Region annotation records
+-------+

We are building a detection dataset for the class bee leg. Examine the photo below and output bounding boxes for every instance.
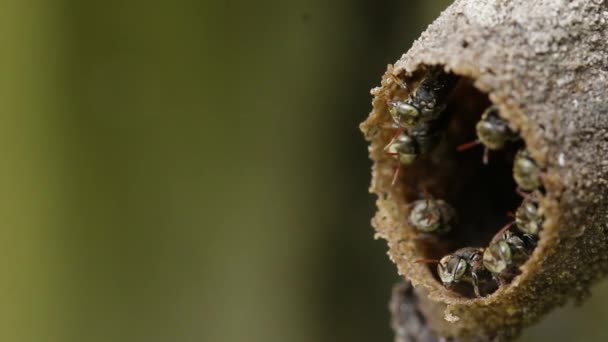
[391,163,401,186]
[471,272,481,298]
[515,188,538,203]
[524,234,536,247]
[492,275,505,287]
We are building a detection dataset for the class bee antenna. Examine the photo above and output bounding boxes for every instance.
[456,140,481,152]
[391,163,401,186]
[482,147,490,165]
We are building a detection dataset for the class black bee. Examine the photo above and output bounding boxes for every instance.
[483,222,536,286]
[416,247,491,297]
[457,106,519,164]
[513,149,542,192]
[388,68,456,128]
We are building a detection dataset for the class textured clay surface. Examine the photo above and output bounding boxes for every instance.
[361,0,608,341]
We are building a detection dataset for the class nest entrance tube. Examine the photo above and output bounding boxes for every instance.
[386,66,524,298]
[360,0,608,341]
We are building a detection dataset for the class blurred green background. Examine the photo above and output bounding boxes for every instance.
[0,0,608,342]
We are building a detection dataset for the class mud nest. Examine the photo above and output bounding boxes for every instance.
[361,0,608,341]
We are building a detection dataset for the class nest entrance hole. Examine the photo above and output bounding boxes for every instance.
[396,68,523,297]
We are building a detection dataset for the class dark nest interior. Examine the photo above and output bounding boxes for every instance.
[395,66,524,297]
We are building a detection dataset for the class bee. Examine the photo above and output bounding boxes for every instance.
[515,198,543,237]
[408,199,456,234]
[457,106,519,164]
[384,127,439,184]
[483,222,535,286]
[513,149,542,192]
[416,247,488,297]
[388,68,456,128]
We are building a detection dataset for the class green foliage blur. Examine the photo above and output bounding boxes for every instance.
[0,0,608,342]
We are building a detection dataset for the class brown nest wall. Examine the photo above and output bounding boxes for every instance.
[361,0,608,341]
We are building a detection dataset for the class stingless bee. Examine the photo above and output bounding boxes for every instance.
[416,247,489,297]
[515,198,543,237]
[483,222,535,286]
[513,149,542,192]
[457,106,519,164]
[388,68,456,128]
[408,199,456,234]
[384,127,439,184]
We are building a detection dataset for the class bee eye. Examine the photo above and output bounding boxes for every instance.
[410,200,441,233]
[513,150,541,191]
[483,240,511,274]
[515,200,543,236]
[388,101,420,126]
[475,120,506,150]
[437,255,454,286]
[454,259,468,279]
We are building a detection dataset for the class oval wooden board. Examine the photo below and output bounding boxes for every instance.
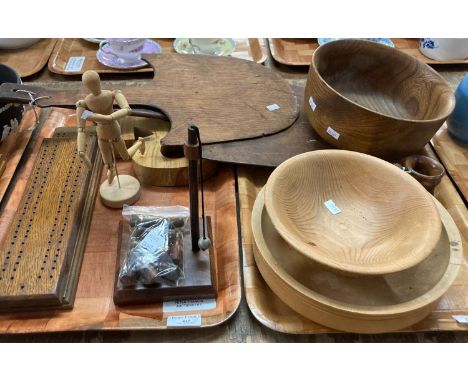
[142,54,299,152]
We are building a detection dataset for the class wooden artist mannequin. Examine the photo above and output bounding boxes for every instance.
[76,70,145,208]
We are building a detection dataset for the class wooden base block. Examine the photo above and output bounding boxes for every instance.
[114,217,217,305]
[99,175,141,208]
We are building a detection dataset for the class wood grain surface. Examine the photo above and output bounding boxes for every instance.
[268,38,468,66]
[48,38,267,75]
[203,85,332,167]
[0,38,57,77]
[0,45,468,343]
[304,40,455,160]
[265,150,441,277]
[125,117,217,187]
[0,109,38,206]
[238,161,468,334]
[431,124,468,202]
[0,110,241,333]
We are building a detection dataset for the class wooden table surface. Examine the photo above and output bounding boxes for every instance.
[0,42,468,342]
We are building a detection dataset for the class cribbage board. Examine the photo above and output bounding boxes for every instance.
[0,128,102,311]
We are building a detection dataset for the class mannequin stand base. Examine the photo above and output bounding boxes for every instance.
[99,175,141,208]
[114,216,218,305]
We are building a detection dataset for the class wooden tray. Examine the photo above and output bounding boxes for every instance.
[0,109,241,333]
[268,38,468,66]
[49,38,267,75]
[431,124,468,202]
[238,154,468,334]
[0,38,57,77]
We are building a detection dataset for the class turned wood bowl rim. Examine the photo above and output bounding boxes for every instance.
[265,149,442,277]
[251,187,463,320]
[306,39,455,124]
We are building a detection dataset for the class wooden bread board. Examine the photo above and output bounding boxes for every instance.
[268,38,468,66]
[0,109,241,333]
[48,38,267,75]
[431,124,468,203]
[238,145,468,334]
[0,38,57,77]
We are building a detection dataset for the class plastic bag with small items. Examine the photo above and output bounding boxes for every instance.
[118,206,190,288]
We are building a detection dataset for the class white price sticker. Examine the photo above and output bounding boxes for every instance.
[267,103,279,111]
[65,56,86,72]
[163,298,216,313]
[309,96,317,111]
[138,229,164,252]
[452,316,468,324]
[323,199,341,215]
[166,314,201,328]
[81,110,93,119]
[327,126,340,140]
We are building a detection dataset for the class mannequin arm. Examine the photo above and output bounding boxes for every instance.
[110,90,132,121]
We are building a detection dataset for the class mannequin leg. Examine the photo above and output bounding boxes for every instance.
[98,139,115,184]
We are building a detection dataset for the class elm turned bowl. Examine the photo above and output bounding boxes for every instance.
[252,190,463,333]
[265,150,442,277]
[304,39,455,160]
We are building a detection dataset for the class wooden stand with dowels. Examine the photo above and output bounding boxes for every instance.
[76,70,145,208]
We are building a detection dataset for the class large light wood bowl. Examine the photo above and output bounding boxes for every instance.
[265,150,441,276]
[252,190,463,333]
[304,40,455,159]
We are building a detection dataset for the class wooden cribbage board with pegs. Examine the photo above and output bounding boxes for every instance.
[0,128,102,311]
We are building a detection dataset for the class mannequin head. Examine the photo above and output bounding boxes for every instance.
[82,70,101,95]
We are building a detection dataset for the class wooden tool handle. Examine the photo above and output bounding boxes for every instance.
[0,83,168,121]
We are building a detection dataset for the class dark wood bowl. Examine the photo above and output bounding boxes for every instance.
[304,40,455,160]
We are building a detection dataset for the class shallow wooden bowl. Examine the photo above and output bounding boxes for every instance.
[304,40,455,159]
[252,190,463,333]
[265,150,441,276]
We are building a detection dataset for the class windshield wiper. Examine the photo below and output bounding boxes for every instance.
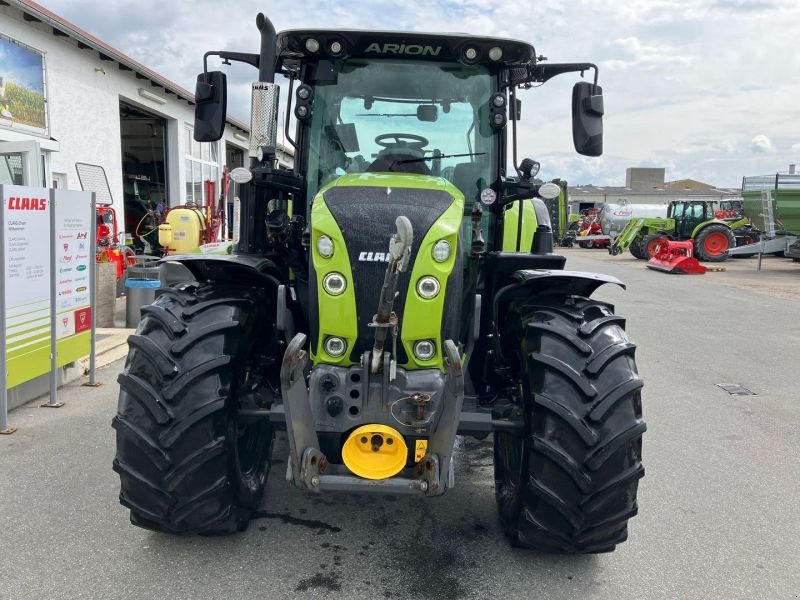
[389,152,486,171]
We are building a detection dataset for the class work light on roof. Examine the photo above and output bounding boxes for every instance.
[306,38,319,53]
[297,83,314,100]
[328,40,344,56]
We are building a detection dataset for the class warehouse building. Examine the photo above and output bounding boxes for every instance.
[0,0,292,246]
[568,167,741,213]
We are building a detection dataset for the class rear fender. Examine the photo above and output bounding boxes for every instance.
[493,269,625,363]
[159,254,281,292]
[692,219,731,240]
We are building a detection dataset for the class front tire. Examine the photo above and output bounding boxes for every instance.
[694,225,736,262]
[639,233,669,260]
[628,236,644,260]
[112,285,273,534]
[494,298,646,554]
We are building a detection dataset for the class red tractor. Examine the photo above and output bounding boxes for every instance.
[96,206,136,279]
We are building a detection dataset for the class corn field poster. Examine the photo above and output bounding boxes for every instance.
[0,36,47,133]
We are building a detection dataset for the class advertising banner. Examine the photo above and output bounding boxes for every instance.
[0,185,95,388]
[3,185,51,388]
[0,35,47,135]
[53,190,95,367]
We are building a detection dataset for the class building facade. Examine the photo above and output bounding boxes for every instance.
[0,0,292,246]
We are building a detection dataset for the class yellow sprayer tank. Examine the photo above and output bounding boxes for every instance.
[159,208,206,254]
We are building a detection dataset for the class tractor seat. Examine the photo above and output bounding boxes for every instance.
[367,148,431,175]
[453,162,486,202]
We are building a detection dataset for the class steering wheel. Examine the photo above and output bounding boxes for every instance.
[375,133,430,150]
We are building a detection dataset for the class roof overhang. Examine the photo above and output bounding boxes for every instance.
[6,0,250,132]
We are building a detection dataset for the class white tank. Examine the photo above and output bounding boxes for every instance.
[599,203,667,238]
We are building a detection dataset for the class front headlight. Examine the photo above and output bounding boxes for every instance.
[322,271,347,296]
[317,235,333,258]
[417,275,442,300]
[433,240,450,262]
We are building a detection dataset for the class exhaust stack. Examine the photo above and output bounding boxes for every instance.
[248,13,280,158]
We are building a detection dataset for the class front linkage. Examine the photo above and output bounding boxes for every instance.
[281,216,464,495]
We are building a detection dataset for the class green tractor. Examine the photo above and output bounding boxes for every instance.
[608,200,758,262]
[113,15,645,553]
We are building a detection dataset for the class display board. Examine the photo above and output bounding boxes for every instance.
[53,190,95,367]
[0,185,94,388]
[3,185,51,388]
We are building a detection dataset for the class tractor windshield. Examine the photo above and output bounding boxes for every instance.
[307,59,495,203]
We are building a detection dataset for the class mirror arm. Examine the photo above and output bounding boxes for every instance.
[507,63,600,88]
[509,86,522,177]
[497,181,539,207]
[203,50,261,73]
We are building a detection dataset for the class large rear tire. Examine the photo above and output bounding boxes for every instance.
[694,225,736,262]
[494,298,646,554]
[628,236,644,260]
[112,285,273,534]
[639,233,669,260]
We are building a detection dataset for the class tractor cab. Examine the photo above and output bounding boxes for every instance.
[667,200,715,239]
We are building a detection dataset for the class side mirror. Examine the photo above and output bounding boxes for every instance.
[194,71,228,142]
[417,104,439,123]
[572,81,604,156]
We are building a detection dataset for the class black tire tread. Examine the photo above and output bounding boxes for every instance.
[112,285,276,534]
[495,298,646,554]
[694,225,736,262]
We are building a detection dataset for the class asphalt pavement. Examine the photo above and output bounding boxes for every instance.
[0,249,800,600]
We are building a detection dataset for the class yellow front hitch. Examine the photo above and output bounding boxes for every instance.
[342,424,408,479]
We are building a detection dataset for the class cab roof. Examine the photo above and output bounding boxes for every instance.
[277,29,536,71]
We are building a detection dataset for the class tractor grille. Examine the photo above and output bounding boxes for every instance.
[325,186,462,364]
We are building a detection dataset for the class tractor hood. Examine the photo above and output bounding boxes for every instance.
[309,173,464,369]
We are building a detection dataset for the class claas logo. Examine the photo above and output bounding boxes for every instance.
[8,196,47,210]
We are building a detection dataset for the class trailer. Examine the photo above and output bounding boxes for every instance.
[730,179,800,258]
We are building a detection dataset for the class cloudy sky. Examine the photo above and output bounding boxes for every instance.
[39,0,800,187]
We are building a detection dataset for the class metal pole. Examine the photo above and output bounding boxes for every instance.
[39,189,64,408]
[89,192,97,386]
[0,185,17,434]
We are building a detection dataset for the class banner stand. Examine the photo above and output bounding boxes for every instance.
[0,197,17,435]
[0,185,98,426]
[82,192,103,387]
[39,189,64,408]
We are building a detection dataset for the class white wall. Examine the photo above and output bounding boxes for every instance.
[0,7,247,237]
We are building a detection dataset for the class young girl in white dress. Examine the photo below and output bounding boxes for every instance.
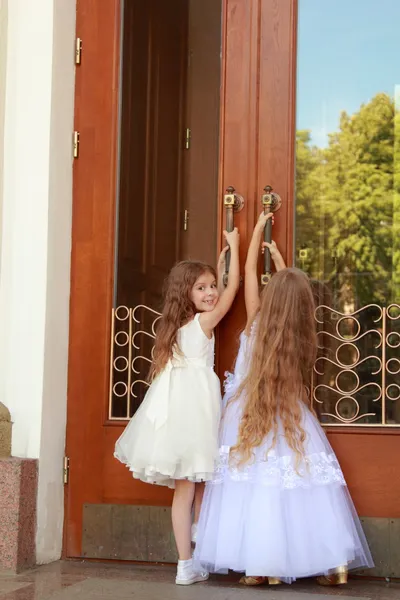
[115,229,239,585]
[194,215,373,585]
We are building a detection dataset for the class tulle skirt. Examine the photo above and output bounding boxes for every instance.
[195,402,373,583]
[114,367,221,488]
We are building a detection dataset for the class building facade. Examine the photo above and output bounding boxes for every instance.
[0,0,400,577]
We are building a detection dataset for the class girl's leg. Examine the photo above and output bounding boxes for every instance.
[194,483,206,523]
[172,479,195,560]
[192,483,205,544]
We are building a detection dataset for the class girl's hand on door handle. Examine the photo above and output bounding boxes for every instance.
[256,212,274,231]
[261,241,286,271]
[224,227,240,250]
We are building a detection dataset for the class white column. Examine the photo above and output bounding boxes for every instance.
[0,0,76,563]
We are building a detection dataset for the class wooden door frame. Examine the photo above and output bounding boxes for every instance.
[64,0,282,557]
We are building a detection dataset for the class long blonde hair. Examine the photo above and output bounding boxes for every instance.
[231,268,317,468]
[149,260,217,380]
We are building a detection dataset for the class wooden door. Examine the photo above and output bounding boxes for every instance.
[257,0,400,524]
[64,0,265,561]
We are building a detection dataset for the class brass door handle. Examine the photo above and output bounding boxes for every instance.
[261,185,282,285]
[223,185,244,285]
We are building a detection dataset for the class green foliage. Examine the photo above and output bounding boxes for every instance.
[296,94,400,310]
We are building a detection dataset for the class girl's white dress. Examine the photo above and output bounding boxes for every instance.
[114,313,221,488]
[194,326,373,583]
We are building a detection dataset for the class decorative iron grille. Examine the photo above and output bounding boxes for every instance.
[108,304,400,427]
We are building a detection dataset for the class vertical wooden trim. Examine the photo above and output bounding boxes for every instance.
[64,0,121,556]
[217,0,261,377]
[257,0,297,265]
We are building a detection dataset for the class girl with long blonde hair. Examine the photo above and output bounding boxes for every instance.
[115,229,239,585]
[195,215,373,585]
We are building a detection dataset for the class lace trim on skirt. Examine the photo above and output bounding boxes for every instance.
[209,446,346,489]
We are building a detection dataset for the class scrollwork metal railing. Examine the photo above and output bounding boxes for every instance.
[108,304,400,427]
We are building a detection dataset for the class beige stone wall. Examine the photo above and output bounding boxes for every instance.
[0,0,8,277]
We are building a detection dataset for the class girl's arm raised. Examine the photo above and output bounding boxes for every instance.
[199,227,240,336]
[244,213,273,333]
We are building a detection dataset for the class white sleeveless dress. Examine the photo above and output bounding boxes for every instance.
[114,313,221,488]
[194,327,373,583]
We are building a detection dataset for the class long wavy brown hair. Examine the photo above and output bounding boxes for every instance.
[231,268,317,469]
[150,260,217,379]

+-------+

- [THE EXERCISE]:
Please reproduce the lines of the records from the one containing "We are building a detection dataset for the class mud" through the one containing "[396,68,523,297]", including both of those lines.

- [COMPLETED TASK]:
We are building a detection dataset for the class mud nest. Examine the photo above and output bounding boxes for every instance.
[361,0,608,341]
We are building a detection dataset for the class nest entrance hole. Examine the photo above and output bounding boxes for every instance.
[396,68,523,297]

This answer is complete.